Problem> Reproduce word for word the lines of the listing below, from the line that contains "Lab microscope feed — the researcher is looking for the set" up to and including the final line of the listing.

Supplied material>
--

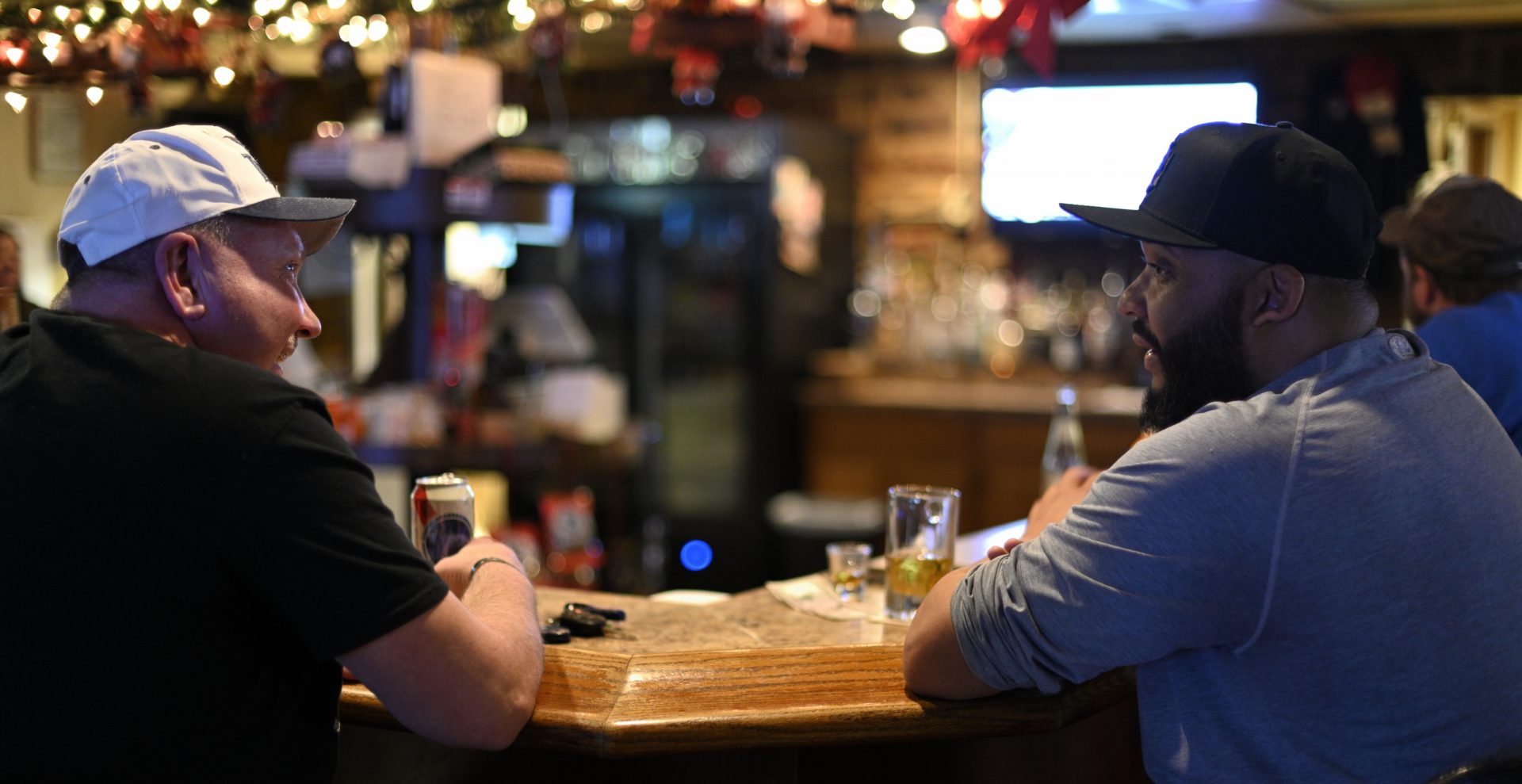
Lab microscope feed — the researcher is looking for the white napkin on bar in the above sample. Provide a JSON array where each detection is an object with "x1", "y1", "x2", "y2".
[{"x1": 766, "y1": 574, "x2": 907, "y2": 625}]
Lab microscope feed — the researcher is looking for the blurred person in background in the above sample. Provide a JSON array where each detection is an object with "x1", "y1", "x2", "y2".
[
  {"x1": 1379, "y1": 174, "x2": 1522, "y2": 450},
  {"x1": 0, "y1": 227, "x2": 36, "y2": 329},
  {"x1": 0, "y1": 124, "x2": 543, "y2": 782}
]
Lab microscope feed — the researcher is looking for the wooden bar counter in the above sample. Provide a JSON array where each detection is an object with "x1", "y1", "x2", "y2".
[{"x1": 335, "y1": 587, "x2": 1145, "y2": 784}]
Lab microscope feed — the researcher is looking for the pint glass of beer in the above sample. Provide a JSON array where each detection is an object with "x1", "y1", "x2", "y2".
[{"x1": 883, "y1": 484, "x2": 962, "y2": 621}]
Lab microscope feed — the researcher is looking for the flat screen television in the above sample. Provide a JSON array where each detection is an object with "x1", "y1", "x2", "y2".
[{"x1": 981, "y1": 79, "x2": 1257, "y2": 227}]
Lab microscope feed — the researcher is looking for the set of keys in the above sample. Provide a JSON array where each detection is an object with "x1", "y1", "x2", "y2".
[{"x1": 539, "y1": 602, "x2": 625, "y2": 645}]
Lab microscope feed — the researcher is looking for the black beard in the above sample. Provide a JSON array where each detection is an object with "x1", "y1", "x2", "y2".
[{"x1": 1132, "y1": 289, "x2": 1257, "y2": 432}]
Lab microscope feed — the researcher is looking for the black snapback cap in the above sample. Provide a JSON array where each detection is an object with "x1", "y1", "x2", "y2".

--

The answer>
Lab microscope feed — the researcher is looking for the set of keys in the above sample. Provide a JSON array where each detection is an object with "x1", "y1", "x2", "y2".
[{"x1": 539, "y1": 602, "x2": 625, "y2": 645}]
Lab microscope feed — the researcher is looking for the black beard in the above sample. Provide a JSON array where each detection is an object with "x1", "y1", "x2", "y2".
[{"x1": 1132, "y1": 289, "x2": 1257, "y2": 432}]
Lab microscope feed — the researcher is looking for the black snapback cap in the above sample. Provide a JSON array where each detection is an object with "x1", "y1", "x2", "y2".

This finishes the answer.